*Given data*
★ ★ ★

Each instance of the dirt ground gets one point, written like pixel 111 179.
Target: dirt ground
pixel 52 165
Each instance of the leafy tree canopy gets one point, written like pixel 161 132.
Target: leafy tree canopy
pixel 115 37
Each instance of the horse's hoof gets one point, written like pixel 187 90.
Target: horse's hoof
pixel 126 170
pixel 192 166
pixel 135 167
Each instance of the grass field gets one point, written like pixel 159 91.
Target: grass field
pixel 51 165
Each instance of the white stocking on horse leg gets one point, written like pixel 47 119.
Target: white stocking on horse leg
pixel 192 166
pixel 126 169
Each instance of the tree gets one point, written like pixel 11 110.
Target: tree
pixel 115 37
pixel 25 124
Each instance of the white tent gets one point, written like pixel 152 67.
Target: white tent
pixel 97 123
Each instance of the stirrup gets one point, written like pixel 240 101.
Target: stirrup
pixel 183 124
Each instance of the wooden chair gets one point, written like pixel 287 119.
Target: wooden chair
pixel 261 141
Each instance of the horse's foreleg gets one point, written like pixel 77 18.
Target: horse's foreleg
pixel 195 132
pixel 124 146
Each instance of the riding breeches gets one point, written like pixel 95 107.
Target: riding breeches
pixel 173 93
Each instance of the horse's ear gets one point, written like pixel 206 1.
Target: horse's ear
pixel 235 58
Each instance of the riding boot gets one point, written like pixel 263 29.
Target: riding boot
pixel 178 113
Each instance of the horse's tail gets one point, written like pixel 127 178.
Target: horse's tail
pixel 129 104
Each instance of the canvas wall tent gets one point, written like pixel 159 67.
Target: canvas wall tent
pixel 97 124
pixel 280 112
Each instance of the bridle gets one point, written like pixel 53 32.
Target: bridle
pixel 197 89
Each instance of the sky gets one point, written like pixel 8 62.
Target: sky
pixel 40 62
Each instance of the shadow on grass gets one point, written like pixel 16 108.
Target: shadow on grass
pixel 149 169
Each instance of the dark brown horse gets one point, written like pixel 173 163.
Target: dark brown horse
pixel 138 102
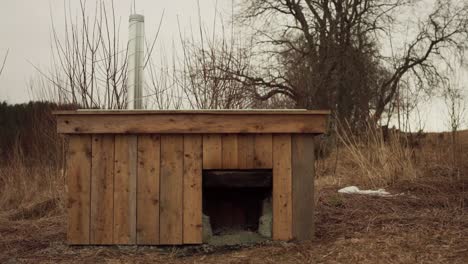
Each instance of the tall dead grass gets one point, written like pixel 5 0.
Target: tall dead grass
pixel 377 162
pixel 367 160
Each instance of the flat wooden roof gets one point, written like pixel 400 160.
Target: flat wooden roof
pixel 191 121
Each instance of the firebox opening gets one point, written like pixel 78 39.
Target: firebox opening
pixel 237 205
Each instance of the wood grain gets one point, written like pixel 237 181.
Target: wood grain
pixel 171 208
pixel 125 173
pixel 303 186
pixel 230 152
pixel 102 189
pixel 212 151
pixel 246 151
pixel 263 156
pixel 282 187
pixel 79 193
pixel 192 210
pixel 149 147
pixel 193 123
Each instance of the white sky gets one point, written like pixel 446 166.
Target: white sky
pixel 25 28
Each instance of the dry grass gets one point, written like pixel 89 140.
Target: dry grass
pixel 428 223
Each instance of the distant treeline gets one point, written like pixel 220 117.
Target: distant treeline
pixel 27 131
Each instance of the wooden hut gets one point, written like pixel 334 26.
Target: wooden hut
pixel 136 177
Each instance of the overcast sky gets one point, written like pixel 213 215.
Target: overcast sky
pixel 25 27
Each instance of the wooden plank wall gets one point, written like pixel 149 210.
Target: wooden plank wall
pixel 147 189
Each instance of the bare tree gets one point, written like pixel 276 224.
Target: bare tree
pixel 202 76
pixel 456 110
pixel 328 53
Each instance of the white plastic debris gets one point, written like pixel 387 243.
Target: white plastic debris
pixel 356 190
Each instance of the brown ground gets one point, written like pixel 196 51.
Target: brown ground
pixel 427 224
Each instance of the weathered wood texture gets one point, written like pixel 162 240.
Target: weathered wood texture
pixel 131 181
pixel 79 192
pixel 192 209
pixel 282 187
pixel 171 207
pixel 170 123
pixel 102 190
pixel 125 173
pixel 303 186
pixel 149 148
pixel 212 151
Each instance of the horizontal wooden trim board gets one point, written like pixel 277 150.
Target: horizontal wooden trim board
pixel 184 122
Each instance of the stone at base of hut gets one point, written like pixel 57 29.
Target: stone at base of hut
pixel 265 222
pixel 207 231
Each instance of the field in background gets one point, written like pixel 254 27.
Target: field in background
pixel 427 223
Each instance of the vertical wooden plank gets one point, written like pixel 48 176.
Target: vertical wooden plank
pixel 79 193
pixel 230 154
pixel 192 209
pixel 263 155
pixel 303 186
pixel 212 151
pixel 171 207
pixel 148 176
pixel 125 169
pixel 102 189
pixel 246 151
pixel 282 187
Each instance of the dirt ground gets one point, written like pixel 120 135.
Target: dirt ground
pixel 427 223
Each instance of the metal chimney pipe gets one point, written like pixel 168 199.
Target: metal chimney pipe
pixel 135 61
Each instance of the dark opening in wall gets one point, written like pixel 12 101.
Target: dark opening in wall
pixel 235 200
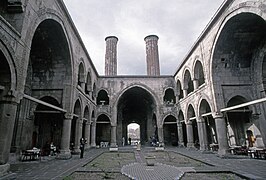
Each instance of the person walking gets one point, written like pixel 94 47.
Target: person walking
pixel 82 145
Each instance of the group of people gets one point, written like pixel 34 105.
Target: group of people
pixel 49 149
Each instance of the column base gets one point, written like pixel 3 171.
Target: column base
pixel 223 152
pixel 93 145
pixel 4 169
pixel 191 145
pixel 181 145
pixel 76 151
pixel 113 145
pixel 64 154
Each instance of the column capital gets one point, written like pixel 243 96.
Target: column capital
pixel 217 114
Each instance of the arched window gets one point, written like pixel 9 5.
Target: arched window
pixel 169 97
pixel 198 73
pixel 188 83
pixel 179 90
pixel 102 98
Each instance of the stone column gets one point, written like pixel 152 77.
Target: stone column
pixel 65 139
pixel 8 108
pixel 180 134
pixel 111 56
pixel 221 133
pixel 202 134
pixel 190 138
pixel 160 135
pixel 87 134
pixel 82 82
pixel 93 134
pixel 78 135
pixel 113 136
pixel 195 83
pixel 185 92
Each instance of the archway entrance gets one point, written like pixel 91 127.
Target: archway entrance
pixel 103 130
pixel 48 126
pixel 170 131
pixel 238 122
pixel 136 105
pixel 133 134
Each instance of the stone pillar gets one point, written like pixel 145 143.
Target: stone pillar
pixel 180 134
pixel 202 134
pixel 111 56
pixel 65 139
pixel 93 134
pixel 113 136
pixel 185 92
pixel 82 82
pixel 87 134
pixel 190 138
pixel 78 135
pixel 152 55
pixel 8 108
pixel 15 6
pixel 195 83
pixel 221 133
pixel 160 135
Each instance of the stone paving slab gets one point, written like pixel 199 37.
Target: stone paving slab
pixel 157 172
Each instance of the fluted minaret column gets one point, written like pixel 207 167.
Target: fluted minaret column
pixel 152 55
pixel 111 56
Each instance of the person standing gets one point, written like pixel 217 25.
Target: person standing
pixel 82 145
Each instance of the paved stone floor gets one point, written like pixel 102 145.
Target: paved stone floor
pixel 51 168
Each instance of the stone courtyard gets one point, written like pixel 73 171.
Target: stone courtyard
pixel 52 95
pixel 129 163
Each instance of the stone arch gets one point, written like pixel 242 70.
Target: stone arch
pixel 102 97
pixel 183 131
pixel 48 124
pixel 169 96
pixel 143 86
pixel 205 113
pixel 93 95
pixel 237 121
pixel 170 133
pixel 188 83
pixel 49 65
pixel 199 73
pixel 76 129
pixel 87 113
pixel 103 129
pixel 179 89
pixel 136 104
pixel 51 15
pixel 88 86
pixel 191 118
pixel 8 71
pixel 81 74
pixel 86 124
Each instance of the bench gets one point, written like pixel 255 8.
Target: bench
pixel 30 155
pixel 257 153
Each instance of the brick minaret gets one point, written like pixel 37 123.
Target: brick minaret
pixel 152 55
pixel 111 56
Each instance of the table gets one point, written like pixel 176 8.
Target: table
pixel 104 144
pixel 31 154
pixel 238 150
pixel 258 153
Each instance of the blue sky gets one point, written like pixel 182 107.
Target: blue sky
pixel 178 23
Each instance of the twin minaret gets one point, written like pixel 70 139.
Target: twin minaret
pixel 152 55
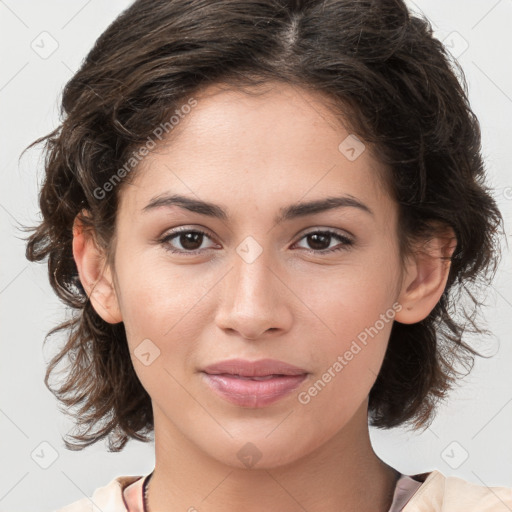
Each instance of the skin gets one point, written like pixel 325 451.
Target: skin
pixel 253 155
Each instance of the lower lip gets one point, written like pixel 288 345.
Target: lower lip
pixel 253 393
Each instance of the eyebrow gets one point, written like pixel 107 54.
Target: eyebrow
pixel 289 212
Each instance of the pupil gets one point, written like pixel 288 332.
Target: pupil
pixel 187 239
pixel 323 239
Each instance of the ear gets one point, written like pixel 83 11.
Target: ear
pixel 95 274
pixel 425 276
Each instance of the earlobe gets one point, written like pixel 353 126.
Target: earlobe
pixel 425 277
pixel 95 275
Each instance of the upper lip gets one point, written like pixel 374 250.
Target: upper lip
pixel 259 368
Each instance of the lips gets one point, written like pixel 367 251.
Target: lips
pixel 253 383
pixel 260 368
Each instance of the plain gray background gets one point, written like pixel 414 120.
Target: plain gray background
pixel 471 435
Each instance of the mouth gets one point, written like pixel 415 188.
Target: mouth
pixel 253 383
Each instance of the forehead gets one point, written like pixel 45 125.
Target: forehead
pixel 260 143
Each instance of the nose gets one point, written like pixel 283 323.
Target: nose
pixel 255 300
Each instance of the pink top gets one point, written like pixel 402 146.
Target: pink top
pixel 405 488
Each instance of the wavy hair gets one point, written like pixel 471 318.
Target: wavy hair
pixel 378 66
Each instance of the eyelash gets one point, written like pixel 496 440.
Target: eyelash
pixel 345 245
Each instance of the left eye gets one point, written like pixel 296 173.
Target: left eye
pixel 190 241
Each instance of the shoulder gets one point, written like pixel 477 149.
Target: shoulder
pixel 440 493
pixel 108 498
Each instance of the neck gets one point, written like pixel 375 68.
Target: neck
pixel 344 473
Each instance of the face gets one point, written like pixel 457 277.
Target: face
pixel 315 288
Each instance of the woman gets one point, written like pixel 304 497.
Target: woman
pixel 262 212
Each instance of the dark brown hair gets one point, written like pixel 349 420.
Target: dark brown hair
pixel 377 65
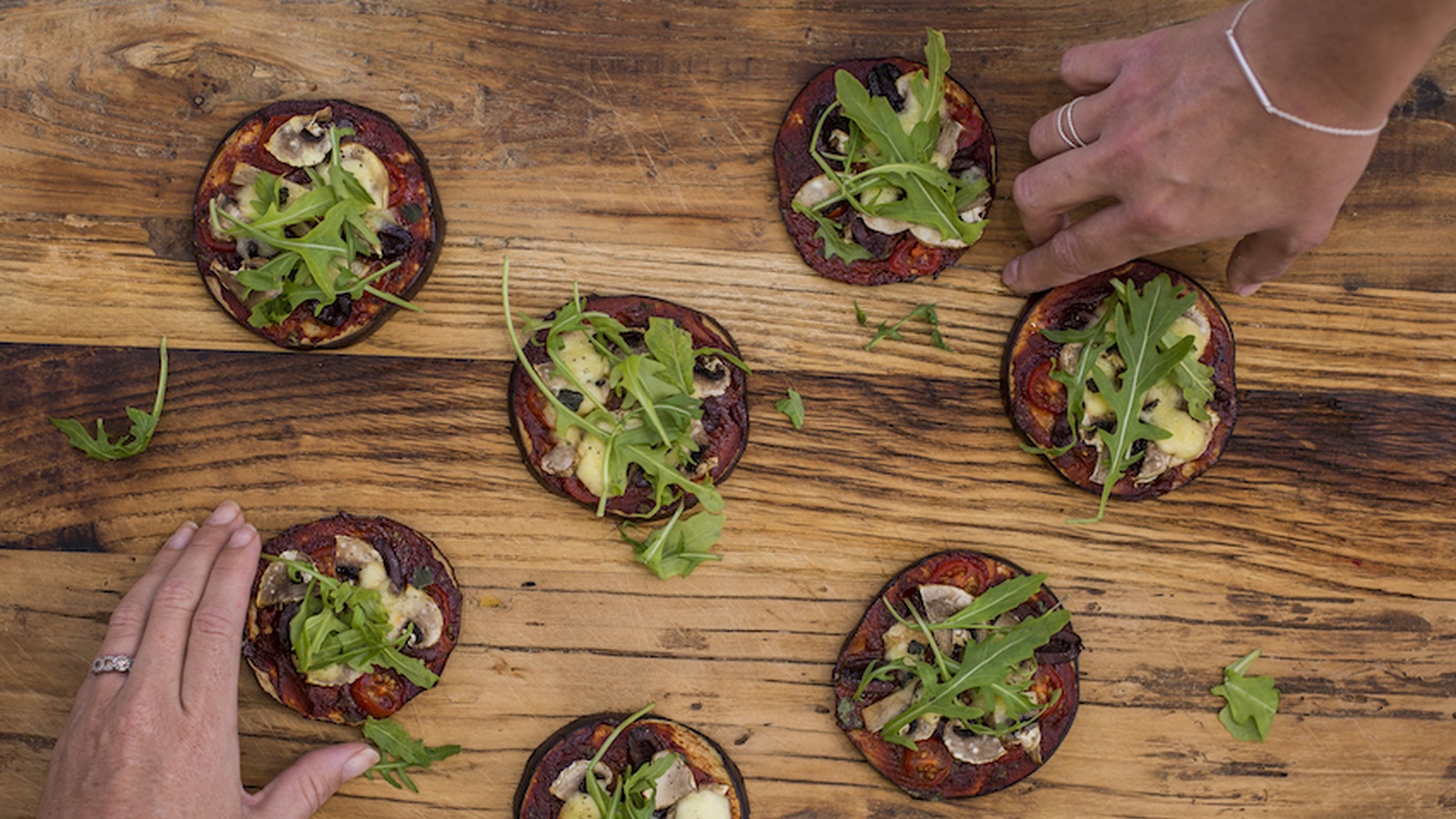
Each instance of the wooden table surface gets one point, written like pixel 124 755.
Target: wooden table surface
pixel 626 147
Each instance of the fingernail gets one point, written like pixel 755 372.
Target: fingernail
pixel 360 763
pixel 225 513
pixel 182 537
pixel 242 537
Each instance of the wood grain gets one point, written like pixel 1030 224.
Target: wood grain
pixel 625 146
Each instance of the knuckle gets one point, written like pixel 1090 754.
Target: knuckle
pixel 174 599
pixel 215 622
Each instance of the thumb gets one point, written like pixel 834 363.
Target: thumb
pixel 1264 257
pixel 305 785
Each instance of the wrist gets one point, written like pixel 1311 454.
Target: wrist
pixel 1341 63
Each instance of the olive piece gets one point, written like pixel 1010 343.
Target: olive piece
pixel 883 84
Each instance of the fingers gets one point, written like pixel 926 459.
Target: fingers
pixel 210 671
pixel 1094 244
pixel 1047 193
pixel 1088 69
pixel 305 785
pixel 1264 257
pixel 169 620
pixel 1069 127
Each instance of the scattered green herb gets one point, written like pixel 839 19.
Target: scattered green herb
pixel 143 424
pixel 990 671
pixel 635 792
pixel 1138 324
pixel 888 167
pixel 892 331
pixel 1251 702
pixel 793 407
pixel 315 266
pixel 399 753
pixel 677 547
pixel 346 624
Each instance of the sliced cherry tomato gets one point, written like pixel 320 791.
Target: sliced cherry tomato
pixel 916 258
pixel 380 694
pixel 928 765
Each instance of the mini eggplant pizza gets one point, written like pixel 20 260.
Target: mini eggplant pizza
pixel 885 169
pixel 961 678
pixel 648 765
pixel 351 618
pixel 630 404
pixel 315 220
pixel 1139 341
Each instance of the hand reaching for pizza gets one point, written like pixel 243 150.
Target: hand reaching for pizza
pixel 153 731
pixel 1179 146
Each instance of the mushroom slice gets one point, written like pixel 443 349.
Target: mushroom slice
pixel 878 713
pixel 973 748
pixel 354 552
pixel 277 586
pixel 574 777
pixel 368 169
pixel 711 378
pixel 924 727
pixel 1030 741
pixel 674 783
pixel 941 602
pixel 303 140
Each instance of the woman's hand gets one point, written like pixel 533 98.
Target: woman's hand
pixel 162 738
pixel 1183 150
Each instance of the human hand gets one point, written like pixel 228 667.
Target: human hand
pixel 162 739
pixel 1184 152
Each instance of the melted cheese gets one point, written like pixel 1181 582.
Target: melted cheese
pixel 580 806
pixel 703 804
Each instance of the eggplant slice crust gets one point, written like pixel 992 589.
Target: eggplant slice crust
pixel 721 387
pixel 557 768
pixel 899 257
pixel 419 588
pixel 1037 404
pixel 950 763
pixel 290 138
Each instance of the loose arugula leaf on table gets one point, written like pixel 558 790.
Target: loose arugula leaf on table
pixel 399 753
pixel 677 547
pixel 143 424
pixel 892 331
pixel 341 622
pixel 1251 702
pixel 793 409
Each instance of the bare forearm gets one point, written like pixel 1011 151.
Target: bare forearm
pixel 1341 62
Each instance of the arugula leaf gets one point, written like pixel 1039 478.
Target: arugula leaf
pixel 888 167
pixel 892 331
pixel 676 548
pixel 793 407
pixel 652 429
pixel 143 424
pixel 1251 702
pixel 983 663
pixel 635 792
pixel 341 622
pixel 317 266
pixel 399 753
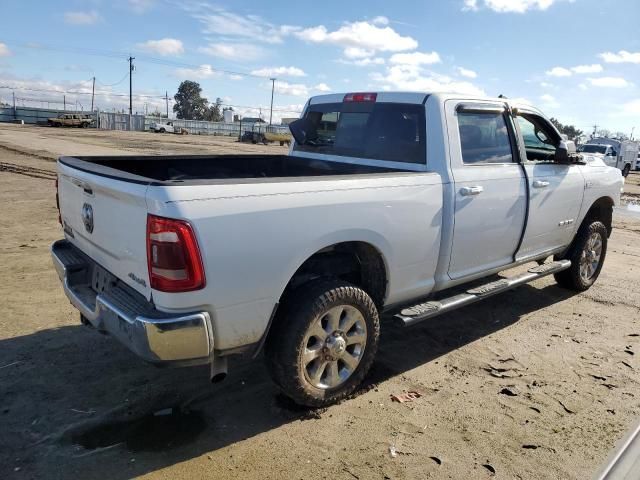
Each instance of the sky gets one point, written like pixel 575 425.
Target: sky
pixel 577 60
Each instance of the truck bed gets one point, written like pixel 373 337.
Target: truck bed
pixel 172 169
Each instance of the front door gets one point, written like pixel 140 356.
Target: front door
pixel 490 189
pixel 555 190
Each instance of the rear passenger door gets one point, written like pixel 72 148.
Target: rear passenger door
pixel 490 189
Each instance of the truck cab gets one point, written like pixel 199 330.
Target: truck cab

★ ★ ★

*Task instructions*
Find "Each instance of the arched" in the entries above and copy that whole line exactly, then each line after it through the line that contains "Each instance of the archway".

*Written answer*
Each instance of the arched window gets one point, written like pixel 9 5.
Target: arched window
pixel 169 97
pixel 198 73
pixel 188 83
pixel 179 90
pixel 102 98
Each instance of the stone column gets one point, written like pixel 152 77.
Target: stone column
pixel 65 139
pixel 8 108
pixel 180 134
pixel 111 56
pixel 221 133
pixel 202 134
pixel 190 138
pixel 160 135
pixel 87 134
pixel 82 82
pixel 93 134
pixel 78 135
pixel 113 136
pixel 195 83
pixel 185 92
Each instance of the archway entrance gets one point, written like pixel 91 127.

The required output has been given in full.